Your goal - Write an exact copy of the entries below that leaves out all pictures.

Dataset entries
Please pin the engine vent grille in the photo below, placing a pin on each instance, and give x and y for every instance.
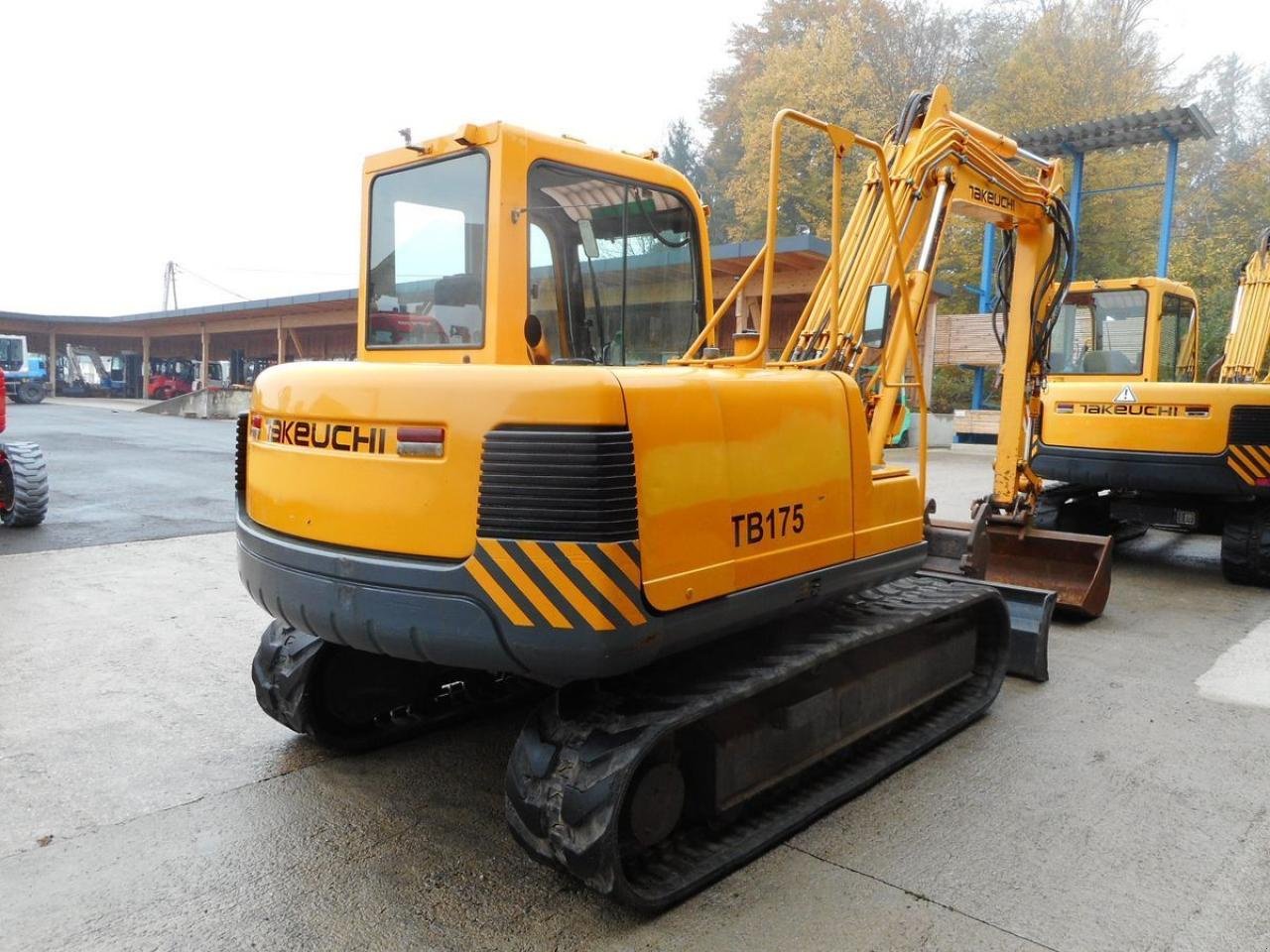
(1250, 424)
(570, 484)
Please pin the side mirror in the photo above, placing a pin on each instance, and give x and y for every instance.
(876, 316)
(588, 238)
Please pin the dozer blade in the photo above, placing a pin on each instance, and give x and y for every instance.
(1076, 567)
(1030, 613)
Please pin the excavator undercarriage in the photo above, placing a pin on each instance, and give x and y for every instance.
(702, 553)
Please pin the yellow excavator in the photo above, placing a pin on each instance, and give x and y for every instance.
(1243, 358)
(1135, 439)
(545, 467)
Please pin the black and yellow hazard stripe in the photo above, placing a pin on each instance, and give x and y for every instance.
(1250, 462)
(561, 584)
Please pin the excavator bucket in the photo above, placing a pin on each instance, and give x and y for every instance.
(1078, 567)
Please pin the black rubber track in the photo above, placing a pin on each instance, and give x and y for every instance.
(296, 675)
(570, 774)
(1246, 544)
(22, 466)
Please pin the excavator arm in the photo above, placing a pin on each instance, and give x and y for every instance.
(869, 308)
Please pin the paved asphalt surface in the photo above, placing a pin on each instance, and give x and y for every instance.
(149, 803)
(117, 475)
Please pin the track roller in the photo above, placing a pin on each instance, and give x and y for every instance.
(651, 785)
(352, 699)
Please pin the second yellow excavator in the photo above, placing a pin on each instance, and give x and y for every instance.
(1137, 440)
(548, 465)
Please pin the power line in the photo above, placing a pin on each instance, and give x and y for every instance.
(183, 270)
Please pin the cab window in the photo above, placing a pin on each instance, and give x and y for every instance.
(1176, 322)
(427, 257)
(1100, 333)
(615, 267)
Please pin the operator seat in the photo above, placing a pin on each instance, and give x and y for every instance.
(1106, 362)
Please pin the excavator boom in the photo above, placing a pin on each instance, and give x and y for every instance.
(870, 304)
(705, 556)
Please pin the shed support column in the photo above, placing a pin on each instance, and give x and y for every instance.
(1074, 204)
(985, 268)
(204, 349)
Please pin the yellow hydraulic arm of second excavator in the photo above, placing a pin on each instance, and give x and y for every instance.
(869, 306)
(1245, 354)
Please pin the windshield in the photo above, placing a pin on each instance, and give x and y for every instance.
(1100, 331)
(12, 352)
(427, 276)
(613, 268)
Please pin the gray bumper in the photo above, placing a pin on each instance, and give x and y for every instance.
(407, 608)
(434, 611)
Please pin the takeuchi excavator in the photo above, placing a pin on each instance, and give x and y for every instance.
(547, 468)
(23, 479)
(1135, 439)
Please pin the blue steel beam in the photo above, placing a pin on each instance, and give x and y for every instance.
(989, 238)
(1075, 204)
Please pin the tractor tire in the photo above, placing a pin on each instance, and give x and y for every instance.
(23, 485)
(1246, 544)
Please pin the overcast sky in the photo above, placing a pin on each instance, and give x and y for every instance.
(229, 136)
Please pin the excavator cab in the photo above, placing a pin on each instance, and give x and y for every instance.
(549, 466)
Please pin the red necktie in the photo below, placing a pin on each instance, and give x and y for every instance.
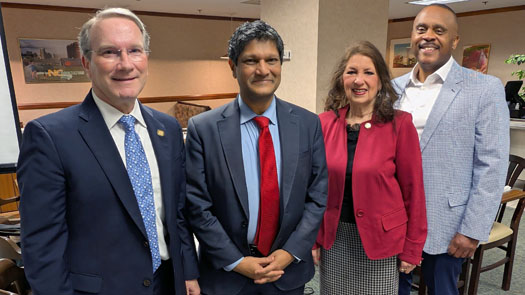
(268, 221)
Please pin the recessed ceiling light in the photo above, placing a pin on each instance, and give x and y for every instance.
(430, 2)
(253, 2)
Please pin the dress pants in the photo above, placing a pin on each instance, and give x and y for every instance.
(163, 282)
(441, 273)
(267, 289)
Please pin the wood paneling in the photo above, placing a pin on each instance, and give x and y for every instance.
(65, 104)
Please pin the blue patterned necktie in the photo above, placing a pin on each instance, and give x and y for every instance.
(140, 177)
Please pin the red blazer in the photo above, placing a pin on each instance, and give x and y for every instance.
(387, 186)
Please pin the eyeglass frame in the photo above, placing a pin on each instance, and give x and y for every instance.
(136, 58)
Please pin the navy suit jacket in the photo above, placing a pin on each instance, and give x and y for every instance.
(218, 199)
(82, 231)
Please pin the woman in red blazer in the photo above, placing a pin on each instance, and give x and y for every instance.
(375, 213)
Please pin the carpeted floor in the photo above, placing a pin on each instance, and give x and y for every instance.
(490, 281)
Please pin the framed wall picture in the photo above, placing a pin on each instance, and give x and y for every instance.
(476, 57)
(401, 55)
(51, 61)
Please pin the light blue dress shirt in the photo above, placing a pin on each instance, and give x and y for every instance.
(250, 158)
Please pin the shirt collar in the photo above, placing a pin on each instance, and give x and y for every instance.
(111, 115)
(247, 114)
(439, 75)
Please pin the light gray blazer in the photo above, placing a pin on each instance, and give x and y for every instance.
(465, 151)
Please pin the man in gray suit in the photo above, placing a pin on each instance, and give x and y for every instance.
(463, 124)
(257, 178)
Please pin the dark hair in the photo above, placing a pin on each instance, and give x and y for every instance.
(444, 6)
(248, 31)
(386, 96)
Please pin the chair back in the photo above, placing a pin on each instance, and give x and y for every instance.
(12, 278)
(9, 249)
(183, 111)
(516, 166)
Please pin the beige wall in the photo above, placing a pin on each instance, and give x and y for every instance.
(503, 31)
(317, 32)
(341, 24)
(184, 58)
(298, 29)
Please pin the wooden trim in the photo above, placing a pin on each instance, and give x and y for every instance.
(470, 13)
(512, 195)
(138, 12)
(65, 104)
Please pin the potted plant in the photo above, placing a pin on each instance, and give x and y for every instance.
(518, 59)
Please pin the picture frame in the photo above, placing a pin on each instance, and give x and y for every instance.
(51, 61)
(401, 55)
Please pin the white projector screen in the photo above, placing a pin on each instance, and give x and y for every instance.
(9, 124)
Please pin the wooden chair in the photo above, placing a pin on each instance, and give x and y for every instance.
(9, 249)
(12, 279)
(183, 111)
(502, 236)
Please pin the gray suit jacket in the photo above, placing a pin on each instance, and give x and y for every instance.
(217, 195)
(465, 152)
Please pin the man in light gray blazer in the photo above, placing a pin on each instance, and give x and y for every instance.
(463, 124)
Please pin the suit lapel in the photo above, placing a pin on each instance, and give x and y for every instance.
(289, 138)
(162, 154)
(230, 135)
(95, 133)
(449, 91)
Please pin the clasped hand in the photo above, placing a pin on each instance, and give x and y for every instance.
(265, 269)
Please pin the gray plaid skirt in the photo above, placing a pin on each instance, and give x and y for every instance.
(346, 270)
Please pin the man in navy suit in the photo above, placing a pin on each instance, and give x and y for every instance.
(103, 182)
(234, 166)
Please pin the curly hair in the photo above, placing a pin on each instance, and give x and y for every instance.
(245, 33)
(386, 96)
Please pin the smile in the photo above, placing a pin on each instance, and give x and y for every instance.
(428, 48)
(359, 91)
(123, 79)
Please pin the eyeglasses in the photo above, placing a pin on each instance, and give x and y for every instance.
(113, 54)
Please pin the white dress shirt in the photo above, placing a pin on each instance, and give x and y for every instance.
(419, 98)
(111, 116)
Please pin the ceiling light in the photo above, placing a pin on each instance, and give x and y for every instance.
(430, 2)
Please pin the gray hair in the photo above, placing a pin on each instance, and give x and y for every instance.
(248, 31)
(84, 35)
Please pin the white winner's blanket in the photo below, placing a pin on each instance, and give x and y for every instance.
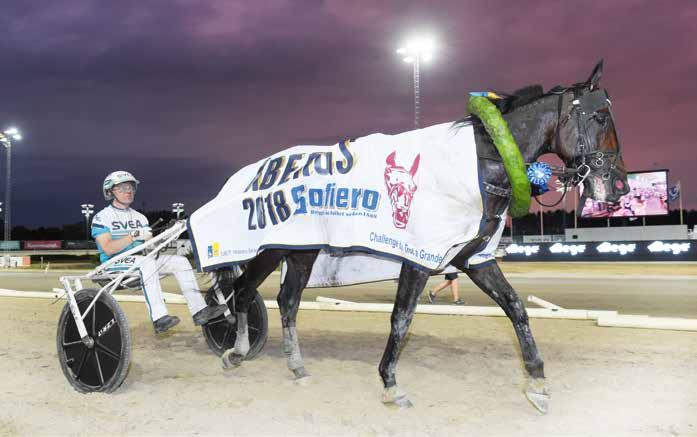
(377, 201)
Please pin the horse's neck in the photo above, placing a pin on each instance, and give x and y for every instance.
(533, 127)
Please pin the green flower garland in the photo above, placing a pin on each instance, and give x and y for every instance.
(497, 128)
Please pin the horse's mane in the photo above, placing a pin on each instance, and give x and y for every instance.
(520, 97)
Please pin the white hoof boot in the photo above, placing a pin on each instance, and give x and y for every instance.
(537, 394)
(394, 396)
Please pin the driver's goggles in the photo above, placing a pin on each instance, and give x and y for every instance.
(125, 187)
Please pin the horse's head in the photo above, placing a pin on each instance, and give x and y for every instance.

Finished task -
Please pin the engine vent grille in the photo below, placing a pin on each instance, and give x and y for every instance.
(1250, 424)
(570, 484)
Please pin the side mirror in the photo above, placing a pin on each instance, and give x and y for every instance.
(876, 316)
(588, 238)
Please pin the dozer blade in the photo above, placing a pin on each instance, and give x and y for every instance.
(1076, 567)
(1030, 613)
Please pin the excavator undercarriage in the photo above, placing a pin on each instance, and give x and y for every instance.
(702, 553)
Please pin the yellow excavator in the photo above, placing a pin on each instance, and give x and y for every instance.
(1243, 358)
(1135, 439)
(545, 467)
Please pin the black and yellow hazard stripe in the photo above, placing a pin on each instance, and give x and y for every instance.
(1250, 462)
(561, 584)
Please pin the excavator bucket in the photo above, placing a pin on each instance, and give x and y for every instance.
(1078, 567)
Please pin the black rubber track in the photo above, placing a pin on each instance, and give x and y for every instance.
(296, 675)
(570, 774)
(1246, 544)
(22, 466)
Please pin the excavator arm in the photo above, placing a pin on each instance, and give x and y for every instance.
(869, 308)
Please pin the paved asphalt surface in the photo above, placing a pin on each instance, and give x and y for every instance.
(149, 803)
(117, 475)
Please pin the track roller in the photo above, placing a pin on each instance, and give x and y for every instance.
(651, 785)
(352, 699)
Please pin the second yellow excavator in the photo above, placing a pin on each instance, and give x and y for every instance.
(1137, 440)
(548, 465)
Please pin the power line in the photo above, placing a pin on each instance, and give x and y for every instance.
(183, 270)
Please pin the cab window in the photo above, placing a pin on each instance, and give x and y for every instance.
(1176, 322)
(427, 257)
(1100, 333)
(615, 267)
Please pin the operator seat in the photo above, placing a pin on each instance, and give x and y for every instance.
(1106, 362)
Please pin the excavator boom in the photo above, placing a pin on each instance, and give x and y for every instance.
(870, 304)
(705, 556)
Please pin the shed support column in the photo above, placing a pin on each instance, and give x and y for every instance.
(1074, 204)
(985, 268)
(204, 349)
Please pin the yellow hydraulic arm of second excavator in the photo above, placing a pin on each instance, and give x and y for every instance.
(869, 306)
(1245, 354)
Please pin the windshield in the photo above, placing a pin on each instance, and give x and y for every instance.
(1100, 331)
(12, 352)
(427, 276)
(613, 268)
Please pin the gray bumper in the photo above, placing a pin on each instance, and give x and y for every instance.
(407, 608)
(434, 611)
Please pin the takeuchi excavator in the photo above, placing a pin on each instance, and give x and y for every instance.
(547, 468)
(23, 479)
(1135, 439)
Please pin the blue steel beam in the photo above, placing a pin on each instance, and give x and y for every instance.
(989, 238)
(1075, 204)
Please pin the tractor tire in the photo above, placing a pin on each instance, and give x and y for every instance.
(23, 485)
(1246, 544)
Please pin the overcast sky in the photo above, placing a pin on each instance, and give x and y for every instance.
(229, 136)
Please pin the excavator cab in the photo above, placing a pin on each instance, and give x and y for every instance.
(549, 466)
Please pin the red necktie in the photo below, placing a pin on each instance, and give x and y for every instance.
(268, 221)
Please pin the recessed ceiling light in the photo above, placing a pin on each instance, and give x and y for every instance.
(430, 2)
(253, 2)
Please pin the dress pants in the photo above, placing a pin on each instance, and give x and y for every instance.
(163, 282)
(441, 273)
(267, 289)
Please pin the wood paneling in the photo above, placing a pin on each instance, and give x and y for every instance.
(65, 104)
Please pin the blue patterned necktie in the photo above, placing a pin on each instance, and give x and y for every instance.
(140, 177)
Please pin the red blazer in the photo above, placing a pin on each instance, and give x and y for every instance.
(387, 186)
Please pin the eyeglass frame in the photo above, placing a pin on each instance, and give x and y for every instance.
(136, 58)
Please pin the navy suit jacket in the photo above, placing a pin on each instance, and give x and y for every instance.
(218, 199)
(82, 231)
Please pin the woman in red blazer in the photo above, placing a pin on each instance, and give x and y for every instance.
(375, 213)
Please pin the carpeted floor in the photo above, placing a pin on each instance, and give x and y for every instance.
(490, 281)
Please pin the framed wall picture in the photo above, placing a pin on each instance, and give x and y for every instance.
(476, 57)
(401, 55)
(51, 61)
Please pin the light blue dress shirt in the photo above, placing a pin on each instance, and give x and y for every instance.
(250, 158)
Please pin the shirt collar in the photo above, placing a pin on each instance, and give x and y for every instance.
(111, 115)
(247, 114)
(439, 75)
Please pin the light gray blazer in the photo above, placing a pin on each instance, and give x and y for every instance.
(465, 151)
Please pin the man in gray suit in the photo above, placing a pin on each instance, and give x and y for every instance.
(463, 124)
(257, 178)
Please pin the dark hair in the photo above, placing a pin on each instance, and give x and y for every instance.
(444, 6)
(248, 31)
(386, 96)
Please pin the chair back in the photo above, placing a pin on each instance, and give x and y for every instance.
(12, 278)
(9, 249)
(183, 111)
(516, 166)
Please pin the beige wall in the photo above, placing a pin on each instance, and give x and y for every instance.
(503, 31)
(317, 32)
(341, 24)
(184, 58)
(298, 29)
Please pin the wooden trim in the photo above, placing a pin on each instance, and give x and y for every instance.
(470, 13)
(512, 195)
(138, 12)
(65, 104)
Please pin the potted plant in the photo above, placing a pin on each instance, and give x and y for every instance.
(518, 59)
Please pin the picture frame in the photo above, placing a pin on each instance, and give x and y for every instance.
(51, 61)
(401, 55)
Please pin the white projector screen in the photo above, placing a pin on each instance, and give x and y for every instance.
(9, 124)
Please pin the wooden chair in the photo above, placing a pin on each instance, and give x and y for every instance.
(9, 249)
(12, 279)
(183, 111)
(502, 236)
Please pin the gray suit jacket in the photo above, placing a pin on each instance, and give x and y for every instance.
(217, 195)
(465, 152)
Please pin the man in light gray blazer in the photo above, placing a pin on each instance, and give x and y for every instance.
(463, 124)
Please pin the suit lapel in the photo above, placing a pin on each instance, and give x and y for every instance.
(289, 138)
(162, 154)
(230, 135)
(95, 133)
(449, 91)
Please pin the clasped hand in the photo above, placing a pin on each instance, and give x and y for every instance.
(265, 269)
Please pin the gray plaid skirt in the photo above, placing a pin on each instance, and give x and y for every instance.
(346, 270)
Please pin the man in navy suit in the photo above, placing a pin on each instance, and give x and y for every instance.
(103, 182)
(234, 166)
Please pin the curly hair in the photo above, placing a pin on each instance, and give x and y for every instance.
(245, 33)
(386, 96)
Please pin the smile in the photo above, placing a pin on each instance, and give x and y for every instance.
(428, 48)
(359, 91)
(123, 79)
Please pin the eyeglasses in the photo above, placing a pin on each instance, and give x and y for every instance.
(113, 54)
Please pin the white dress shirt in the photo above, placing a pin on each instance, and give x and y for every instance.
(419, 98)
(111, 116)
Please pin the ceiling light in the photo above, placing a pin on each instance, and give x and y for every instance.
(430, 2)
Please pin the gray hair in the photo above, placing a pin on each instance, and give x and y for every instance.
(248, 31)
(84, 35)
Please pin the white winner's blanket in the photo below, placing a pin on each instance, and give x and y for every instance.
(377, 201)
Please pin the horse's neck in the photo above, placing a pin on each instance, and give x and y for every instance.
(533, 127)
Please pin the green flower garland in the photo above, placing a pin on each instance, and give x and y for every instance.
(497, 128)
Please pin the horse's mane in the photo above, placing a pin on each instance, and give x and y for every instance.
(520, 97)
Please pin the white hoof boot in the photo above, placing a pin on each instance, and give x and y for every instance.
(537, 394)
(394, 396)
Please pin the driver's goggles in the photo above, placing a pin on each instance, and give x and y for every instance.
(125, 187)
Please pin the horse's head in the photo above, placing a pin on each instance, and give x and y for every instance.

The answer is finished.